§ **Directions for this task**:
Rewrite the lines below, starting at the line containing "Put a pin on every instance of the large" and ending at the line containing "x=155 y=438", with "fallen cactus log" replaced by "fallen cactus trunk" and everything else unchanged. Leave the pictures out of your answer.

• • • •

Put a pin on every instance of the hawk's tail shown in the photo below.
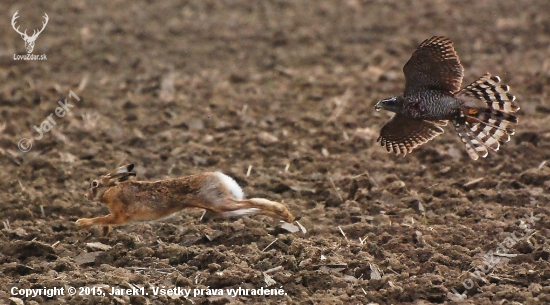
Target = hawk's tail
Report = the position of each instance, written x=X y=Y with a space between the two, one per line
x=493 y=123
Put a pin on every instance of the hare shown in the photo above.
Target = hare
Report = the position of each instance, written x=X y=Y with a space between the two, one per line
x=131 y=200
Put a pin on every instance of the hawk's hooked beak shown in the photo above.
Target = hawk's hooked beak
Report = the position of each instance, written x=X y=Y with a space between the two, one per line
x=387 y=104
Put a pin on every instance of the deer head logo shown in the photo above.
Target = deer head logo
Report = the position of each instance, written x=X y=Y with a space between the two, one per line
x=29 y=40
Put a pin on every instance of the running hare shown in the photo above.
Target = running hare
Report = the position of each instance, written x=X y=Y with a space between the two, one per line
x=131 y=200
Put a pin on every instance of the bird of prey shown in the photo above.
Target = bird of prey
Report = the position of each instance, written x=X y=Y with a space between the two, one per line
x=482 y=113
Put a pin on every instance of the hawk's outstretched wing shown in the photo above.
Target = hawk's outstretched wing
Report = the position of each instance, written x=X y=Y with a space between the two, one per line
x=402 y=134
x=433 y=66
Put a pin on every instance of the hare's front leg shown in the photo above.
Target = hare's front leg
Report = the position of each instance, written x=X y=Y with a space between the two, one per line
x=104 y=220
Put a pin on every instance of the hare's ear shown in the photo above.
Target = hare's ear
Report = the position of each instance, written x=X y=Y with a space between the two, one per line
x=122 y=173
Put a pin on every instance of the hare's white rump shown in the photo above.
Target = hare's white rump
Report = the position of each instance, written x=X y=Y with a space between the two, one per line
x=231 y=185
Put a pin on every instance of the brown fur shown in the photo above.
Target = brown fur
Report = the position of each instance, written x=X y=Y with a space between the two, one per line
x=129 y=200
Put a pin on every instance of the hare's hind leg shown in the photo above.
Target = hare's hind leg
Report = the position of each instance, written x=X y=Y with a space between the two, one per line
x=256 y=206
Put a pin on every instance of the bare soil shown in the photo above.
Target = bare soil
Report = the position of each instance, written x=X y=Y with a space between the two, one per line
x=284 y=91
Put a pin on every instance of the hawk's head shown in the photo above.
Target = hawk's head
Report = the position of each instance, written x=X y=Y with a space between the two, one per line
x=393 y=104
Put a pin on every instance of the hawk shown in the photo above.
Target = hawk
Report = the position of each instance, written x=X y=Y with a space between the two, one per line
x=482 y=113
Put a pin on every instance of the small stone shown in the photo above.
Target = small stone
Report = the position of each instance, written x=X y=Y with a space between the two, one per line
x=98 y=246
x=266 y=139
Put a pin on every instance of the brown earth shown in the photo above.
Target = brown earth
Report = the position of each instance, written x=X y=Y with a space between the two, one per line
x=285 y=89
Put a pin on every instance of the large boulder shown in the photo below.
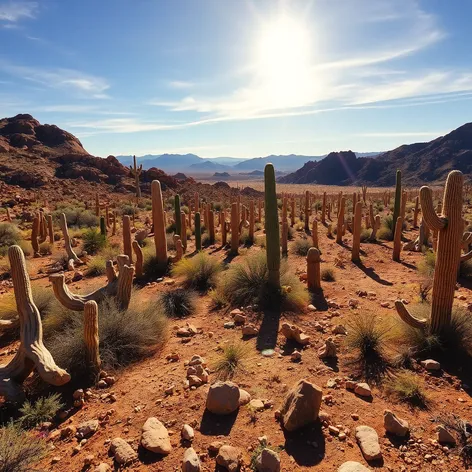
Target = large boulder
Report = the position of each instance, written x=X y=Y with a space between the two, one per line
x=223 y=398
x=301 y=406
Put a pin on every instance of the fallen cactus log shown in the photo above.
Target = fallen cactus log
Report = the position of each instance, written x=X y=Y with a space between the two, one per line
x=118 y=286
x=31 y=354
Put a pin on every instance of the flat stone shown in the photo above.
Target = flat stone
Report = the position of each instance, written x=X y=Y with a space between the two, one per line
x=368 y=441
x=155 y=438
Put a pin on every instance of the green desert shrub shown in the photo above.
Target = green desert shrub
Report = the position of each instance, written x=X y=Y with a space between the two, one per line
x=125 y=336
x=199 y=272
x=178 y=303
x=19 y=450
x=43 y=409
x=94 y=241
x=246 y=283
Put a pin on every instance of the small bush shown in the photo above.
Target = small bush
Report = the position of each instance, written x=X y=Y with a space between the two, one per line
x=178 y=303
x=368 y=338
x=301 y=246
x=19 y=450
x=327 y=275
x=246 y=283
x=427 y=264
x=94 y=241
x=43 y=409
x=231 y=360
x=199 y=272
x=125 y=336
x=409 y=388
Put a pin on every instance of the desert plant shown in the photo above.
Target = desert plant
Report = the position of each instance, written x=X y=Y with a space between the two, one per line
x=231 y=360
x=368 y=338
x=301 y=246
x=43 y=409
x=125 y=336
x=94 y=241
x=199 y=272
x=409 y=388
x=246 y=283
x=327 y=274
x=19 y=450
x=178 y=303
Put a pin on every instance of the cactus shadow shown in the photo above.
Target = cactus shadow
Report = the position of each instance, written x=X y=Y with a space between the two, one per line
x=307 y=445
x=268 y=331
x=370 y=272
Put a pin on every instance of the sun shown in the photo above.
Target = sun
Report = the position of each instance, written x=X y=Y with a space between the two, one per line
x=283 y=61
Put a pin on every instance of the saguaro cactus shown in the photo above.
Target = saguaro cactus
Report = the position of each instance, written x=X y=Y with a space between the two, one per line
x=356 y=234
x=397 y=239
x=160 y=239
x=127 y=238
x=450 y=229
x=198 y=232
x=177 y=217
x=272 y=226
x=313 y=271
x=91 y=339
x=398 y=198
x=136 y=172
x=31 y=353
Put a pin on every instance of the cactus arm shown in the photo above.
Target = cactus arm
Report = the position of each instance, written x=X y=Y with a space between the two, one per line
x=407 y=317
x=433 y=221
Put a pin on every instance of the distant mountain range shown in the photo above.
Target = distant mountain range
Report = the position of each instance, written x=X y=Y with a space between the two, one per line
x=419 y=163
x=191 y=164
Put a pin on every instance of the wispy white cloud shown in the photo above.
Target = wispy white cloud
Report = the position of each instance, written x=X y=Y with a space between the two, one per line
x=13 y=11
x=79 y=82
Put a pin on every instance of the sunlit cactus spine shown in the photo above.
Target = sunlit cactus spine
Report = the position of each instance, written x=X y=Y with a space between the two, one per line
x=398 y=199
x=198 y=232
x=272 y=226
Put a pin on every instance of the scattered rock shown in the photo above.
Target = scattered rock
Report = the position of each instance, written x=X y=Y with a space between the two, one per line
x=191 y=461
x=223 y=398
x=154 y=437
x=395 y=425
x=301 y=406
x=122 y=451
x=368 y=441
x=229 y=457
x=268 y=461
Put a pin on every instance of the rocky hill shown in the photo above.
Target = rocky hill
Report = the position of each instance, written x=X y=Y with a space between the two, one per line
x=33 y=155
x=420 y=163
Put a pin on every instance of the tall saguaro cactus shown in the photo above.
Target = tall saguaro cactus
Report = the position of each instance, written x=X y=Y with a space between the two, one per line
x=31 y=353
x=160 y=239
x=398 y=199
x=272 y=226
x=136 y=172
x=450 y=229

• • • •

§ **Task answer**:
Put a pin on every instance of the large boulder shown in the photo below.
Target = large boulder
Report = the position of each instance, written x=X y=Y with a space between the two, one per line
x=223 y=398
x=301 y=406
Put a pin on every instance of the fallen cactus trunk shown in the photo above.
Target = fallen cactus trunk
Report = the position of each instance, written x=X y=Y with a space between the two, one per line
x=118 y=286
x=31 y=354
Put a pin on every instance of the flat stone shown in the photo above.
Target = flat stone
Report = the position of each instance, written x=X y=Y with a space between the two, one per line
x=368 y=441
x=155 y=438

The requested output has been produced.